**YOUR OBJECTIVE**
Copy each of the records below word for word, leaving nothing out and changing nothing.

**SUPPLIED DATA**
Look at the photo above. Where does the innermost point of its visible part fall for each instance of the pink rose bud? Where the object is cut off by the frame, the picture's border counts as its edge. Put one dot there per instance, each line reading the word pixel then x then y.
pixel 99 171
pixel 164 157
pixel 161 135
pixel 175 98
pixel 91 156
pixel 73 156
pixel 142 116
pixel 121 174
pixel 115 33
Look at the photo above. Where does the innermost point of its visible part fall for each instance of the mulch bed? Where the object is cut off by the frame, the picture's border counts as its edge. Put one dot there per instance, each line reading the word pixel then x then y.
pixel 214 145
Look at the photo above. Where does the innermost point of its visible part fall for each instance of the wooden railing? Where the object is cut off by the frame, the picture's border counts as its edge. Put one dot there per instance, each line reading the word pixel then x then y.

**SOLVED EXERCISE**
Look at the photo above. Where does the innermost point of its visible part fall for each instance of the pink rose bud? Where the object is cut off by the frame, the picture's border counts as its edge. Put one dot there per instance, each line reading the word pixel then x then y.
pixel 99 171
pixel 164 157
pixel 161 135
pixel 175 98
pixel 91 156
pixel 73 156
pixel 142 116
pixel 121 174
pixel 115 33
Look at the photo above. Where does the innermost point of its visible part fall for each instance of the mulch bed? Where the object is cut off by the frame, the picture's border counts as its edge. Put one dot there per instance, each line reading the word pixel then x then y.
pixel 214 145
Look at the photo above. Where does the innermost point of its visible part fall for each instance of the wooden railing? Where the object is cut off by the frame, the picture's border counts as its edge. Put one dot there per instance, each line reading the word pixel then x then y.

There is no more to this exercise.